### Exercise objective
Update the data below so that every occurrence of "outline" becomes "polygon", with everything else left unchanged.

== Records for processing ==

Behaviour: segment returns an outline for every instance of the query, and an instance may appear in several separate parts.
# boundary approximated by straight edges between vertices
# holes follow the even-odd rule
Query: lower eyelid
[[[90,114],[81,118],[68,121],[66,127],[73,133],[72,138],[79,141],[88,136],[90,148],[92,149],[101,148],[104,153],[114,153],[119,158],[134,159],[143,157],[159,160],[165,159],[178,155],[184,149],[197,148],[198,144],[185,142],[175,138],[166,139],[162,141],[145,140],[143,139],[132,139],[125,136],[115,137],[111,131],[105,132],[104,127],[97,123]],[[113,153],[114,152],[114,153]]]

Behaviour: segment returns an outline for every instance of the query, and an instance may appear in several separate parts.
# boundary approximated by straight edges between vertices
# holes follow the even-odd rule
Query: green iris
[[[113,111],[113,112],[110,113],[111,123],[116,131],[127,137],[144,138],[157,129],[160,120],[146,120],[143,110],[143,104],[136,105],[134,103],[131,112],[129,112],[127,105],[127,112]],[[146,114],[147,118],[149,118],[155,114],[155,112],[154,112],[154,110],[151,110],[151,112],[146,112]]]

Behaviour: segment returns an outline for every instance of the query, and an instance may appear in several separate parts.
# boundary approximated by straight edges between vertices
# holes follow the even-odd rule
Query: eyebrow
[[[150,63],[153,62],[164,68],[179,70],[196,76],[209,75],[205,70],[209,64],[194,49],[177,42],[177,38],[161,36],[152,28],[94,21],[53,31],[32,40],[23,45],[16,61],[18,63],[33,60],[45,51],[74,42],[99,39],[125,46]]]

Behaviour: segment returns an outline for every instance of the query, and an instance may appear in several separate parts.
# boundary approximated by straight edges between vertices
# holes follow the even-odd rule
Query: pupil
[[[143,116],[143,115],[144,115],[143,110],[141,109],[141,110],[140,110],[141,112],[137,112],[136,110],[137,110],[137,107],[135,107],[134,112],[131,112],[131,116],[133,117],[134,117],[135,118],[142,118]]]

===

### Solution below
Behaviour: segment returns an polygon for every instance of the query, and an instance may appear in several separate parts.
# boundary approximated by straight edges between vertices
# holes follow the even-odd rule
Query: lower eyelid
[[[90,114],[81,118],[68,121],[66,127],[73,133],[72,138],[79,141],[88,136],[90,148],[92,149],[101,148],[104,153],[114,153],[119,158],[134,159],[143,157],[159,160],[165,159],[178,155],[184,149],[197,148],[198,144],[185,142],[175,138],[166,139],[162,141],[145,140],[143,139],[132,139],[125,136],[115,137],[111,131],[105,132],[104,127],[97,123]],[[113,153],[114,152],[114,153]]]

Behaviour: segment returns an polygon for every instance of the query, and an instance may appear in several separate parts.
# boundary approximated by straight edges between vertices
# holes follow the even-odd rule
Query: green iris
[[[113,111],[113,112],[110,113],[111,123],[116,131],[127,137],[144,138],[157,129],[160,120],[146,120],[143,110],[143,104],[136,105],[134,103],[131,112],[129,112],[127,105],[127,112]],[[146,114],[147,118],[149,118],[155,114],[155,112],[154,112],[154,110],[151,110],[151,112],[146,112]]]

Behaviour: segment returns an polygon for every instance of the query, and an instance may appear in several separate parts.
# boundary approximated by straight edges between vertices
# holes follow the even-odd rule
Query: eyebrow
[[[150,63],[153,62],[164,68],[179,70],[196,76],[209,75],[205,70],[209,64],[194,49],[177,42],[177,38],[161,36],[152,28],[94,21],[53,31],[32,40],[23,45],[16,61],[18,63],[33,60],[45,51],[74,42],[99,39],[125,46]]]

Behaviour: segment returns an polygon for every instance of the query, and an instance may appear in several separate parts.
# boundary approximated by straight edges between vertices
# holes follow the even-odd rule
Query: pupil
[[[143,116],[143,115],[144,115],[143,110],[141,109],[141,110],[140,110],[141,112],[137,112],[136,110],[137,110],[137,107],[135,107],[134,112],[131,112],[131,116],[133,117],[134,117],[135,118],[142,118]]]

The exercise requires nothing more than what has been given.